*** Dataset Section Begins ***

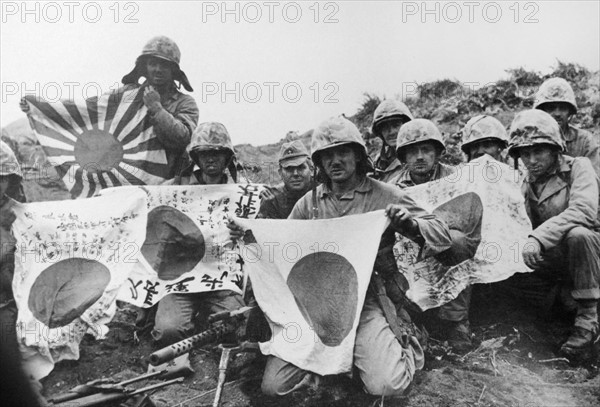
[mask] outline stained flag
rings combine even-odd
[[[164,147],[142,97],[142,88],[120,88],[85,101],[50,103],[25,96],[31,127],[73,198],[169,177]]]
[[[383,211],[324,220],[236,220],[240,253],[271,327],[263,354],[321,375],[349,372]],[[359,232],[357,232],[359,231]]]
[[[242,261],[232,250],[227,223],[230,217],[256,217],[262,189],[259,184],[223,184],[103,190],[107,197],[131,190],[147,198],[146,240],[119,300],[151,307],[173,293],[241,293]]]
[[[115,205],[115,202],[118,205]],[[26,370],[39,379],[79,358],[86,333],[102,338],[147,222],[142,191],[18,204],[13,294]]]
[[[397,234],[394,254],[408,280],[410,300],[426,310],[451,301],[471,284],[531,271],[522,258],[531,222],[521,179],[518,171],[484,155],[446,178],[407,188],[421,207],[460,231],[463,243],[476,248],[472,258],[449,266],[439,256],[420,259],[419,246]]]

*** Dataset Section Ends ***

Task. Every record must be duplicated exactly, except for the pictures, which are left out.

Response to the task.
[mask] outline stained flag
rings combine even-odd
[[[164,147],[142,97],[142,88],[120,88],[85,101],[50,103],[25,96],[31,127],[73,198],[169,177]]]
[[[383,211],[324,220],[236,220],[240,253],[271,327],[263,354],[321,375],[349,372]],[[359,232],[357,232],[359,231]]]
[[[242,261],[232,250],[227,223],[230,217],[256,217],[262,189],[259,184],[223,184],[103,190],[107,197],[131,190],[147,198],[146,240],[119,300],[151,307],[173,293],[241,293]]]
[[[115,205],[115,202],[118,205]],[[26,370],[39,379],[79,358],[86,333],[102,338],[147,222],[142,191],[18,204],[13,294]]]
[[[397,234],[394,254],[408,280],[410,300],[426,310],[451,301],[471,284],[531,271],[522,258],[531,222],[521,179],[518,171],[484,155],[446,178],[407,188],[421,207],[460,231],[463,243],[476,248],[472,258],[449,266],[439,256],[420,259],[419,246]]]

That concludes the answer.